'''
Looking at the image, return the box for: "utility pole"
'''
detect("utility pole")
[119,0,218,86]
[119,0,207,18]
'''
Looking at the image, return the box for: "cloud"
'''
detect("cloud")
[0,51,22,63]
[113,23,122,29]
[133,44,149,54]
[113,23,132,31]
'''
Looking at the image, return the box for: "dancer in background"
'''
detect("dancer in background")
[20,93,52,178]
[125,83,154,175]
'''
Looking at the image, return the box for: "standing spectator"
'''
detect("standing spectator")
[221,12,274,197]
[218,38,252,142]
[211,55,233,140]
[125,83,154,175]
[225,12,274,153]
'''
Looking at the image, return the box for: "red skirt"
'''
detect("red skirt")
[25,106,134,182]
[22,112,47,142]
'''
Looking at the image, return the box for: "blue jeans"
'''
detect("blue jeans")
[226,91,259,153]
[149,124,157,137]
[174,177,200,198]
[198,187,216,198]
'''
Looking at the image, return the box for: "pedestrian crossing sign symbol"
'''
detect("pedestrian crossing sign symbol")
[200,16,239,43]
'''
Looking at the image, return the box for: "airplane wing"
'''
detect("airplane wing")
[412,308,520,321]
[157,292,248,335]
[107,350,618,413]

=-=-=-=-=

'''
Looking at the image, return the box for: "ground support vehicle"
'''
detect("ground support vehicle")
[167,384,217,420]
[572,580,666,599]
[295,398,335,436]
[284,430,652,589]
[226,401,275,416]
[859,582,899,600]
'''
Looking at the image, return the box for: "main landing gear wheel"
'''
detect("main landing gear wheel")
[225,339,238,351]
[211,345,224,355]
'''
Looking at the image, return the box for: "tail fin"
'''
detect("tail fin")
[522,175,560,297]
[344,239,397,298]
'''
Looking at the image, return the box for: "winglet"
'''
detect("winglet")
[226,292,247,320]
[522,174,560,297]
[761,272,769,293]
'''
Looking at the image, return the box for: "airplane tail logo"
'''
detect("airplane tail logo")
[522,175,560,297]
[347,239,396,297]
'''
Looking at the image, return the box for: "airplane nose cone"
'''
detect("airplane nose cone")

=-=-=-=-=

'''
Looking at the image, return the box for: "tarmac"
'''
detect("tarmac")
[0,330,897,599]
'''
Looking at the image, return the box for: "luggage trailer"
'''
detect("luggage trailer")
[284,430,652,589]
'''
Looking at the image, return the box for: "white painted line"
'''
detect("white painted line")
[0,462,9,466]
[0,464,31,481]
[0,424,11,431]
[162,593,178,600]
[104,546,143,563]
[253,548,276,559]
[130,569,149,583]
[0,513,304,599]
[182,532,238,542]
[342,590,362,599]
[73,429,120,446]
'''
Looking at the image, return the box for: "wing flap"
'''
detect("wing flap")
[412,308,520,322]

=-=-=-=-=

Your assignment:
Where in the records does the word "nose" appear? Copy each line that holds it.

Task response:
Looking at the image, return the box for: "airplane nose cone"
detect("airplane nose cone")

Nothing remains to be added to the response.